## [Given request]
Collect every line below that contains the word "mountain", treating uppercase and lowercase as different.

## [Data lines]
================================

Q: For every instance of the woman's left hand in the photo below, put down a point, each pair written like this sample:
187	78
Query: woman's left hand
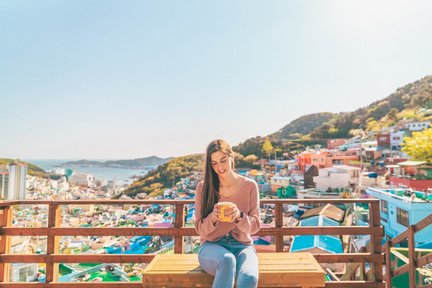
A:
233	212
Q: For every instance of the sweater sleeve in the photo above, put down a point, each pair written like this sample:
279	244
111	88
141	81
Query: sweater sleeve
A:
204	227
251	222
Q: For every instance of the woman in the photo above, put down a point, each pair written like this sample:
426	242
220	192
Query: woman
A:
227	250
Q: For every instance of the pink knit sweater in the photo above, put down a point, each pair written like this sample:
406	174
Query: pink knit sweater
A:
247	200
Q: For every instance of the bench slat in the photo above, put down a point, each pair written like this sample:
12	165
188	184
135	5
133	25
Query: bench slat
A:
275	270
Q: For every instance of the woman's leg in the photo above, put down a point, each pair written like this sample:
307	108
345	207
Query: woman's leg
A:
247	268
218	261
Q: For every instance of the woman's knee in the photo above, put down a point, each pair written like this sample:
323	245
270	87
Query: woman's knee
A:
228	260
247	280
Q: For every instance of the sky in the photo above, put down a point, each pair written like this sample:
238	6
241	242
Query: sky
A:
107	79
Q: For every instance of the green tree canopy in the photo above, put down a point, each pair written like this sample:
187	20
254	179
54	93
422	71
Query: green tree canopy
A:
419	146
267	147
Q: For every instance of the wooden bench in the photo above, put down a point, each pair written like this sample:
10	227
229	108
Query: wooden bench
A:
275	270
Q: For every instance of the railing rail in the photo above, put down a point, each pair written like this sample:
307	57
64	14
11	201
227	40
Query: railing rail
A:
53	232
412	263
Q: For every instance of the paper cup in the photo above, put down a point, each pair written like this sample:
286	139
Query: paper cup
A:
223	206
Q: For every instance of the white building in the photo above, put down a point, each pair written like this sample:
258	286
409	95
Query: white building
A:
417	126
4	184
17	182
338	176
396	138
82	179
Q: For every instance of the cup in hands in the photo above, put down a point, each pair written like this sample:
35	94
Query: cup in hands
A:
226	211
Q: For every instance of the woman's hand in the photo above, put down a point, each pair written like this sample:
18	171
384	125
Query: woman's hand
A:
215	214
232	212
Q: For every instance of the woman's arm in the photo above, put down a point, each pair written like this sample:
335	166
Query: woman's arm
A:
251	223
209	223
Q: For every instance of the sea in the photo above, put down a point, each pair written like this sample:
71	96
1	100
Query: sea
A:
105	173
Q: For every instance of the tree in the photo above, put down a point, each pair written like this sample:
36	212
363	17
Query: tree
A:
419	146
267	147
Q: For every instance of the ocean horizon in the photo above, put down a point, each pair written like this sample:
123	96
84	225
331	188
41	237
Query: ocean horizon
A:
105	173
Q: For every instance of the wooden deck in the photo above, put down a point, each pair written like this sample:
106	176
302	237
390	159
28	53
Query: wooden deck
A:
275	270
53	231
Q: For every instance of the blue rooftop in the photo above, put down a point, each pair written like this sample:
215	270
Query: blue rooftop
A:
325	242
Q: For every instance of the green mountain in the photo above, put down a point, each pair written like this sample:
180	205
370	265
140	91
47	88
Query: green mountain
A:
411	102
134	163
32	170
166	175
302	126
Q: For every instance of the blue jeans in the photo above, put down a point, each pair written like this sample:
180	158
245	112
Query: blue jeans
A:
228	259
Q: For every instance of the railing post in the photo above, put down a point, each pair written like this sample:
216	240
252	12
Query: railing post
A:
376	247
279	224
411	256
53	243
389	273
179	222
5	242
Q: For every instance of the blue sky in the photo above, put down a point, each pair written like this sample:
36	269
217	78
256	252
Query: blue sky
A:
128	79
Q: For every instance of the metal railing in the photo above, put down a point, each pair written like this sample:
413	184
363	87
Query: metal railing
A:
54	231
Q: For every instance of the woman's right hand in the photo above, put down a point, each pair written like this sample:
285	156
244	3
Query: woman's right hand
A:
215	214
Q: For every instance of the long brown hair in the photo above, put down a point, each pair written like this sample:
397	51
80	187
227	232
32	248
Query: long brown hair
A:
211	179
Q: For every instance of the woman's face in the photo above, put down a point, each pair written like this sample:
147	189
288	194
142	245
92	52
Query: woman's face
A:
221	163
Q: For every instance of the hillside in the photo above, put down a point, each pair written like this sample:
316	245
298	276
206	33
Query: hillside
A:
33	170
302	126
411	102
134	163
164	176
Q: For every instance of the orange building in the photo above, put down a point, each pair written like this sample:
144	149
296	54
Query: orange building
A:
324	158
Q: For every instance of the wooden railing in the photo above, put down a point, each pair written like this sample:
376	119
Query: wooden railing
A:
53	231
412	263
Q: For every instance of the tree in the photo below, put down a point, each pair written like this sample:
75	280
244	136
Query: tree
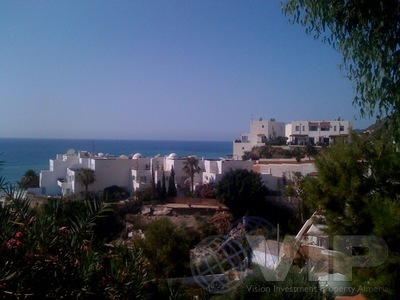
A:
367	34
191	167
166	248
357	189
171	184
241	191
86	177
29	180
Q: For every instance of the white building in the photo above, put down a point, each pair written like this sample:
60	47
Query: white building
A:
215	169
261	131
276	172
317	132
60	179
133	173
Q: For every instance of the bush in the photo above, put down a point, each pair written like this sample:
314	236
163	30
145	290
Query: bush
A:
44	256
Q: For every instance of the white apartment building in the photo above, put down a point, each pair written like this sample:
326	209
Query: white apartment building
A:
53	180
109	170
261	131
275	173
212	170
133	173
317	132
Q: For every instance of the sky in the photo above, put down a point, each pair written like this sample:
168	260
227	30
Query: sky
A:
162	70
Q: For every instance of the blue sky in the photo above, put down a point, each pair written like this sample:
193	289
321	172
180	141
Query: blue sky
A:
178	70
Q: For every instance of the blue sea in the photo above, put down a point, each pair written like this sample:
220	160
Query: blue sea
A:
19	155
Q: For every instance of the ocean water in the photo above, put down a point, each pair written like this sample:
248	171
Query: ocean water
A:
20	155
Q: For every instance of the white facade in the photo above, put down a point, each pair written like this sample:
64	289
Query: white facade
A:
48	180
61	178
214	170
274	172
317	132
261	131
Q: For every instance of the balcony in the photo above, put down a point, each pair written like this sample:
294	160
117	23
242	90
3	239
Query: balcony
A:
63	183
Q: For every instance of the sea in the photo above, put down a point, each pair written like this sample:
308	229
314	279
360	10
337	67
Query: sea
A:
21	154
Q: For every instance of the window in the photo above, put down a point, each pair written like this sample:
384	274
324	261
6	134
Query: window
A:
325	128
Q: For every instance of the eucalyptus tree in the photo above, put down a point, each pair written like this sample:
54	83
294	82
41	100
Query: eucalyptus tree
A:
367	34
358	191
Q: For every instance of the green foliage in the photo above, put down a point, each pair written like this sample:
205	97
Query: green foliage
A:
166	247
115	193
367	34
172	192
29	180
358	189
208	191
86	177
241	191
43	256
191	167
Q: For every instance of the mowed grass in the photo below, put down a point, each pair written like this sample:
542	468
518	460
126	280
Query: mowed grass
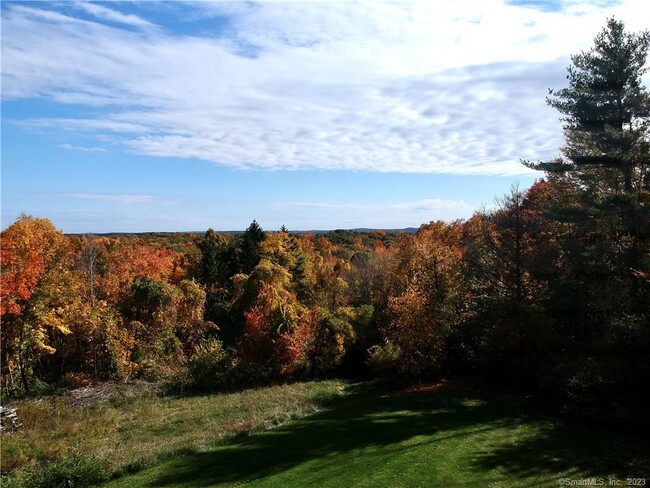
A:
446	435
136	426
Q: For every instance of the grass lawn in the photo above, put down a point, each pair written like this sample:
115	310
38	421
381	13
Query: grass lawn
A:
443	435
134	427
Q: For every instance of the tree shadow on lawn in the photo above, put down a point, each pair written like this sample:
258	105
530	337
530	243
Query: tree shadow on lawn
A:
368	417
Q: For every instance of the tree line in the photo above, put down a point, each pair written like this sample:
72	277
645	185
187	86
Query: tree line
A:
548	290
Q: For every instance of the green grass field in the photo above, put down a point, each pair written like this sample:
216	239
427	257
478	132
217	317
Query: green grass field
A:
444	435
134	426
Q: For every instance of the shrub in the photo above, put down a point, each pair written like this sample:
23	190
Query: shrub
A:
385	361
75	470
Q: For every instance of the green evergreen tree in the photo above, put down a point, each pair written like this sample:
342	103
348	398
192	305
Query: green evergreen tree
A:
249	249
607	111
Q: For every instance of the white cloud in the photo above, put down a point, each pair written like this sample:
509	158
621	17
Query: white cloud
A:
113	198
82	148
447	87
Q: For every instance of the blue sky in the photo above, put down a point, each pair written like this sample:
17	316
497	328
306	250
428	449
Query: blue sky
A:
170	116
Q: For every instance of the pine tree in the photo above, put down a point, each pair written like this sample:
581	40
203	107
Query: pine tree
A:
607	112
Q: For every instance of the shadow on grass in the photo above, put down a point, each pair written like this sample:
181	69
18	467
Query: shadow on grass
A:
368	417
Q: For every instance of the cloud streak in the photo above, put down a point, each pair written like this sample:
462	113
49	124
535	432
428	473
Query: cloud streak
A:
421	87
122	198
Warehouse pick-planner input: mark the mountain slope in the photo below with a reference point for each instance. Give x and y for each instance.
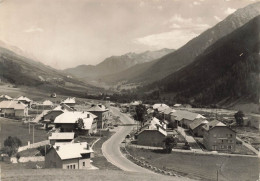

================================

## [Answer to the problem]
Q: For every instance of the green mountain in the photo above, put down a point, each pair written like this sample:
Query: green mountain
Warehouse pick-planner input: mark the mountain slope in the photo below with a reference point for each instance. Give x and y for each instance.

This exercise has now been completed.